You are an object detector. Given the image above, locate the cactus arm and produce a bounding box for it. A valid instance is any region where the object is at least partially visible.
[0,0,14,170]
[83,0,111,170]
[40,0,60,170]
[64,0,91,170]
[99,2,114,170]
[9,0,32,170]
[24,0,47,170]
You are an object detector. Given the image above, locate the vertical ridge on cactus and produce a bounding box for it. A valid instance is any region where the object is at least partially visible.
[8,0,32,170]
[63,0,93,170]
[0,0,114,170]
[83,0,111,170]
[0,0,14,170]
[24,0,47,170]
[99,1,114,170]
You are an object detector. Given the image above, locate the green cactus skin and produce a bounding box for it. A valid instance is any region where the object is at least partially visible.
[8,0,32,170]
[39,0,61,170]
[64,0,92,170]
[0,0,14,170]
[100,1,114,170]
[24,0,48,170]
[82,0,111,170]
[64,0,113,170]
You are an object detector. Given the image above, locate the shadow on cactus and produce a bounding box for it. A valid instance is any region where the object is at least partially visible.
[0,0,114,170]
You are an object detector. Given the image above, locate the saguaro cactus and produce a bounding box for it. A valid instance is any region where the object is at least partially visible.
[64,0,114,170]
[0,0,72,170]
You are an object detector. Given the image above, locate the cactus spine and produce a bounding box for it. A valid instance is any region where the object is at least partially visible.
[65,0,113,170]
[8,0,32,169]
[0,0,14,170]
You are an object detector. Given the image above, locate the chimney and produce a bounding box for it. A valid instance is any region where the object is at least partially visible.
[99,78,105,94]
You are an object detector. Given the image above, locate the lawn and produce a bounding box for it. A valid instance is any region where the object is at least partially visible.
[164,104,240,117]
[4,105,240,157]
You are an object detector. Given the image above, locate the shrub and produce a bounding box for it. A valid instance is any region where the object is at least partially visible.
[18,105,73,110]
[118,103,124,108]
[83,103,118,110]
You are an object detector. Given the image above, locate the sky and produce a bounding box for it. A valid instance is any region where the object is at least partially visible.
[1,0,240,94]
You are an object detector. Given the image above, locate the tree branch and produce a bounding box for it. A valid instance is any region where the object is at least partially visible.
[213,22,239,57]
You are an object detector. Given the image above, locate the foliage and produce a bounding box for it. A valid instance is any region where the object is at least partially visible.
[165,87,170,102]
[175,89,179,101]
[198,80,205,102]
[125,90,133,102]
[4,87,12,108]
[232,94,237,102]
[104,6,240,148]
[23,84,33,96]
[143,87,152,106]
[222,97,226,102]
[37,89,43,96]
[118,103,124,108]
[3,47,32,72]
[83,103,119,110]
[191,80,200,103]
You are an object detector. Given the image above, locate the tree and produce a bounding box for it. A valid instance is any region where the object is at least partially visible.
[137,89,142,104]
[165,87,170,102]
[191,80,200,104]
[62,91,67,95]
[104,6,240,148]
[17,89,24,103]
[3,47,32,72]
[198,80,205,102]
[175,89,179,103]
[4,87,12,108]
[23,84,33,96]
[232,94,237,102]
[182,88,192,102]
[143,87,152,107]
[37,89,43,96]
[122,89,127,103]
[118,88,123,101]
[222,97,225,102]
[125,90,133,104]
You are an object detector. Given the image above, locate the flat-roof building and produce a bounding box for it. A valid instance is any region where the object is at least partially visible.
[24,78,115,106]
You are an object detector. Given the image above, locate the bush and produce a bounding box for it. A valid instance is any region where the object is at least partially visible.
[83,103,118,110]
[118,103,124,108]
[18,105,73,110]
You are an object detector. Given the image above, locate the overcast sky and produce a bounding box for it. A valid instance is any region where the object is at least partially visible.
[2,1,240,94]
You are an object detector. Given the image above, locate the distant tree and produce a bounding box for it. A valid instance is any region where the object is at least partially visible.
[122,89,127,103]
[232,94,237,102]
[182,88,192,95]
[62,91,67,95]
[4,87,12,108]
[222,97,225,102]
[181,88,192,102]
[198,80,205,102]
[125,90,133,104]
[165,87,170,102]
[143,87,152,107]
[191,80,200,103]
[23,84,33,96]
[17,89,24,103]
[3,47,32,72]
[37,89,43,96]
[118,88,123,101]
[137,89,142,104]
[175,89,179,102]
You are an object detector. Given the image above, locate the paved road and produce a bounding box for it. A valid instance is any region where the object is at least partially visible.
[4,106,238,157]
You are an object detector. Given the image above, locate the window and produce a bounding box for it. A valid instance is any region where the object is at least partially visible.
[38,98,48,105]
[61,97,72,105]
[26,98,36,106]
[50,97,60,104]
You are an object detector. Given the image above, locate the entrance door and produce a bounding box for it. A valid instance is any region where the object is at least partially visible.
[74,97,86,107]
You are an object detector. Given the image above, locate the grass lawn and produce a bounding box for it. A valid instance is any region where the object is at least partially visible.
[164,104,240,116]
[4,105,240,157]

** EXERCISE REQUIREMENTS **
Copy all the records above precisely.

** TASK OUTPUT **
You are an object detector. Given the image above, locate the cactus arm and produce a bounding box for it. A valid instance is any region where the object is at least partially visible.
[0,0,14,170]
[83,0,111,170]
[40,0,60,170]
[64,0,91,170]
[99,2,114,170]
[9,0,32,170]
[24,0,47,170]
You are an object detector. Given the image above, locate the vertical ridge on cactus and produce a bounding box for it. A valid instance is any region where the object is at least partially visible.
[8,0,32,170]
[63,0,93,170]
[0,0,114,170]
[83,0,111,170]
[0,0,14,170]
[24,0,47,170]
[99,1,114,170]
You are an object detector. Given the image above, locate the green cactus skin and produce a bounding box for it. A valid instance is any region where the object is at least partially visible.
[8,0,32,170]
[39,0,61,170]
[64,0,92,170]
[0,0,14,170]
[100,1,114,170]
[24,0,48,170]
[82,0,111,170]
[64,0,113,170]
You are an object detector. Given the image above, locate the shadow on cactus and produce a bounding box for it. A valid instance is any region where the object is at least partially visible.
[0,0,114,170]
You are an object detector. Given the image above, locate the saguaro cactus and produce a bounding box for it. A valid instance is any region where the object is at least partially visible.
[64,0,114,170]
[0,0,72,170]
You are an object detector. Given the image above, locate the cactus spine and produce a bounding box for it. A valid instance is any region where the object is at least partially visible.
[65,0,113,170]
[8,0,32,169]
[0,0,14,170]
You are an object detector. Given the image above, locate the chimney and produce a bounding box for it. A valid instance is any region where the object is at least partially visible.
[99,78,105,94]
You are an object detector. Given the image above, locate the lawn and produce a bounding box for it. A valid instance is any region where the object is at least partially visible.
[164,104,240,117]
[4,105,240,157]
You are an object detector. Given the image above, locate the shrub and produce a bounding box for it. A valid instance is any region where the object is at least partially visible.
[18,105,73,110]
[118,103,124,108]
[83,103,118,110]
You are an object detector. Given the image above, locate the sky and produce a bounding box for it. A valid instance is any region where the object is at least partially visible.
[1,0,240,94]
You are an object detector. Given the image above, locate the tree branch and produce a bounding box for it. A valid instance is any region where the object is at least partially visible.
[213,22,239,57]
You are an object detector. Given the image above, locate the foliage and produce a bounding box for it. A valid instance is any region where the object is at least partially visible.
[165,87,170,102]
[175,89,179,101]
[198,80,205,102]
[125,90,133,102]
[4,87,12,108]
[232,94,237,102]
[104,6,240,148]
[23,84,33,96]
[143,87,152,106]
[222,97,226,102]
[37,89,43,96]
[118,103,124,108]
[3,47,32,72]
[83,103,119,110]
[191,80,200,103]
You are an object detector. Given the image above, locate the tree and produce a bounding box for it. A valid instance is any region where the object is at least partially visible.
[137,89,142,104]
[165,87,170,102]
[191,80,200,104]
[62,91,67,95]
[104,6,240,148]
[17,89,24,103]
[3,47,32,72]
[198,80,205,102]
[175,89,179,103]
[4,87,12,108]
[23,84,33,96]
[232,94,237,102]
[182,88,192,102]
[143,87,152,107]
[37,89,43,96]
[122,89,127,103]
[118,88,123,101]
[222,97,225,102]
[125,90,133,104]
You are an object detector. Given the image above, locate the flat-roof building and produce a bounding box for it. A valid instance is any region where the object is at least partially visible.
[24,78,115,106]
You are an object detector. Given the image above, locate the bush and produce a bounding box for it. A valid instance is any region where the object is at least partially visible.
[83,103,118,110]
[118,103,124,108]
[18,105,73,110]
You are an object detector. Given the image above, locate the overcast sky and produce a bounding box for it. A valid instance is any region where the object is at least partially visible.
[2,1,240,94]
You are an object detector. Given the image above, locate the distant tree and produce a bounding box for it. A valid instance is any region where the object is at least partially visible.
[122,89,127,103]
[232,94,237,102]
[182,88,192,95]
[62,91,67,95]
[4,87,12,108]
[222,97,225,102]
[181,88,192,102]
[198,80,205,102]
[125,90,133,104]
[165,87,170,102]
[143,87,152,107]
[191,80,200,103]
[23,84,33,96]
[17,89,24,103]
[3,47,32,72]
[37,89,43,96]
[118,88,123,101]
[137,89,142,104]
[175,89,179,102]
You are an object detector. Given the image above, locate the paved road and produce a bounding box for it. A valid instance is any region where the object is at least partially visible.
[4,106,238,157]
You are an object detector. Given the image above, locate the window and produce a bounding box for it. A valid instance is any region where the object is at least partially visible.
[38,98,48,105]
[61,97,72,105]
[26,98,36,106]
[50,97,60,104]
You are an object detector. Given the image above, locate the entrance door and produce a bounding box for it. A valid instance is any region where the object is at least partially visible.
[74,97,86,107]
You are an object detector. Given the image above, locate the grass lawn and produce a bounding box for it. A valid instance is any region where the object is at least partially visible.
[164,104,240,116]
[4,105,240,157]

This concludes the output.